* _WHAT YOU HAVE TO DO_: Retype each of the rows below word for word, with no line left out or changed.

--- BEGIN RECORDS SUPPLIED ---

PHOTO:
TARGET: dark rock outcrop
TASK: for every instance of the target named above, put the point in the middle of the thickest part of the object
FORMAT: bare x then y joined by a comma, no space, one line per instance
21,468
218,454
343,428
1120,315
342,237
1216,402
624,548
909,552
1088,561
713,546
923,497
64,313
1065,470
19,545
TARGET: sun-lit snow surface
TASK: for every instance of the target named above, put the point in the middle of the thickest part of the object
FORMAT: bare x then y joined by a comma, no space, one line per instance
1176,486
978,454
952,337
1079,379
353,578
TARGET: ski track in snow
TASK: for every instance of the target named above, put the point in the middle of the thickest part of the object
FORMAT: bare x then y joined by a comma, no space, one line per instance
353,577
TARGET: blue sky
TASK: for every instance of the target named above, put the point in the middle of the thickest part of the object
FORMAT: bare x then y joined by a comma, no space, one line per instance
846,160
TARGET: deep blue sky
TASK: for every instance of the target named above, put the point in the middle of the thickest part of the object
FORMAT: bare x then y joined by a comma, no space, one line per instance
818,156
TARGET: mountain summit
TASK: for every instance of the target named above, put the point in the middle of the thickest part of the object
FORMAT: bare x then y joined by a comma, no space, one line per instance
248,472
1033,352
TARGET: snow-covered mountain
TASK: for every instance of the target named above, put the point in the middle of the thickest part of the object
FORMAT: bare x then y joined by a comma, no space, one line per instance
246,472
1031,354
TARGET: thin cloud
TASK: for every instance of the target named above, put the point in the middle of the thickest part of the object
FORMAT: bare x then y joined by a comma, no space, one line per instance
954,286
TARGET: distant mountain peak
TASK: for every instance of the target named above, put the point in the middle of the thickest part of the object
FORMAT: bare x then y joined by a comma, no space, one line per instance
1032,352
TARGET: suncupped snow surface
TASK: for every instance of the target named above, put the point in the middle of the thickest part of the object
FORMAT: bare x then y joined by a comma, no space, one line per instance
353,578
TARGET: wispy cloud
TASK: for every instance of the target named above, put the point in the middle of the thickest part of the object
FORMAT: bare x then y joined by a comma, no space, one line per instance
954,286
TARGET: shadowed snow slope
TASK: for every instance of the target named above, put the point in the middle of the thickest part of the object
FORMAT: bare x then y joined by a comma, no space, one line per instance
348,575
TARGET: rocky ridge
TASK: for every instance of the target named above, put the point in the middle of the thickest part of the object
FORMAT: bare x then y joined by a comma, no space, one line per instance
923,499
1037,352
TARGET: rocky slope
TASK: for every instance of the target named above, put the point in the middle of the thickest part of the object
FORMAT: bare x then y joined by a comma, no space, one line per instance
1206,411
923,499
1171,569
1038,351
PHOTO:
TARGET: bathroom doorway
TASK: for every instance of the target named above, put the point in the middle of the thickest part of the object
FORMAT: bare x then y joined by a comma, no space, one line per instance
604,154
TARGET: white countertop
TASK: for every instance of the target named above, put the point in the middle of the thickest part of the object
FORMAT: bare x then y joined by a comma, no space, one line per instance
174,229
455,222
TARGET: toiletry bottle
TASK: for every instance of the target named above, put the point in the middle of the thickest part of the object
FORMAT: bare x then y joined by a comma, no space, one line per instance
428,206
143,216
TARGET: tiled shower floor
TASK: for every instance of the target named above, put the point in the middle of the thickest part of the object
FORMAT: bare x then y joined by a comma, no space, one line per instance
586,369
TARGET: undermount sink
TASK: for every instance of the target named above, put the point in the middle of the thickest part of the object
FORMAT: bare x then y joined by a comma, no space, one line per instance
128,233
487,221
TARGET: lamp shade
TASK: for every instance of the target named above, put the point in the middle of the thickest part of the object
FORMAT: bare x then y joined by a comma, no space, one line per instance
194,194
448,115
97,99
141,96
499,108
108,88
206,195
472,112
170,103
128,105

--- END RECORDS SUPPLIED ---

* _SOLVED EXERCISE_:
PHOTO:
TARGET: dark rock outcrop
TASK: for every instance of the target named above, put the point in the middle of the thickest part of the object
FORMAT: bare x then y joined by a comma, no space, one line per instance
21,468
218,454
343,428
1120,315
342,237
1216,402
624,548
909,552
1088,561
713,546
923,497
64,313
1065,470
19,545
TARGET: sun-lit snow surface
TASK: for every instance of the target named above, put the point in the middle of the thickest part of the object
FORMAT: bare x then y joined by a comma, no space, one line per instance
1176,486
978,454
952,337
1079,379
353,578
TARGET: ski track in snow
TASK: for every instance of the target named above, put the point in the middle of the thickest part of the object
FORMAT: bare x then y joined by a comma, no space, one line per instance
353,577
TARGET: blue sky
TASK: for every instance of the target named above, put the point in the middle of the thickest part of the object
FORMAT: bare x then y joined by a comma, no space, one line per instance
846,160
TARGET: deep blue sky
TASK: for every instance of the target named above, put the point in the middle of the thickest part of the object
FORMAT: bare x then y joined by a comma, no space, one line per instance
818,156
TARGET: mountain summit
TASK: for every instance of the target named above, put the point in the middle of the thickest part of the object
FORMAT: bare x then y joined by a comma, no space, one line per instance
248,472
1033,352
TARGET: snow-covered mountain
TASK: for every instance of the target named above, put the point in the middle of the thickest part of the object
FORMAT: bare x then y joined by a comma, no space, one line per instance
246,472
1031,354
TARGET: thin cloud
TASK: for every instance of the target named above, put the point in the middle of the thickest part of the object
FORMAT: bare x then y joined by a comma, no space, one line per instance
954,286
TARGET: distant mountain peak
TASK: for every instance of the target named above, put the point in the middle of the thickest part of the object
FORMAT: bare x then y joined by a comma, no space, one line per instance
1032,352
TARGET: suncupped snow surface
TASK: for every instance of the target named above, put the point in the middle of the thickest part of the object
FORMAT: bare x then y joined by a comma, no space, one line per instance
353,578
TARGET: wispy cloud
TASK: for every instance of the target named above, put the point in the middle of the thickest part of the object
FORMAT: bare x then y joined by a comma, no space, one line per instance
954,286
TARGET: shadowed snow slope
TASK: for every instance of the target named above, put the point in the middle of the thickest part of the object
FORMAT: bare x then y joined by a comma, no space, one line per instance
348,575
TARGET: rocky ridge
TASK: for every instance of the target named above, put the point in the middle of the thickest part of the object
FORMAT: bare x then y joined by a comma, no space, one line per instance
923,499
1037,352
TARGET: rocky slope
TASK: for every instance of the target named above, put the point in the middle of the thickest part of the object
FORMAT: bare x then y joined by a comma, no space, one line per instance
1206,411
923,499
1171,569
1038,351
PHOTO:
TARGET: bathroom doorway
TASK: for every instance of the target named above, put the point in the middle of the thickest part of the object
FORMAT: bare x then y joined by a comma, no space, one line per instance
604,154
TARGET: white countertop
TASK: for every instance of the target named above, put the point in the middle of the thickest part of the object
FORMAT: bare x then y joined by a comma, no space, one line per instance
174,229
455,222
TARGET: toiletry bottle
TASK: for every instance of the target named above, put the point in the middle of the thickest part of the object
FORMAT: bare x then y joined by a comma, no space, one line per instance
428,206
143,216
TARGET: tiled shower floor
TASK: for every instance of the target named above, put the point in the middle of the thickest part of the object
FORMAT: bare x then y joined by a comma, no space, one line per instance
586,369
TARGET: undermount sink
TASK: for every instance of the target named above, put the point in the middle of the thickest part of the object
FORMAT: bare x then y joined by a comma, no space, one line per instance
128,233
487,221
TARGET: lamp shade
TASK: for every instance of the target named above, put the point in the middle of the thickest part of the object
FORMAT: bare x then y joined by a comma, no space, one line per instance
194,194
448,115
97,99
141,96
499,108
108,88
206,195
472,112
170,103
128,105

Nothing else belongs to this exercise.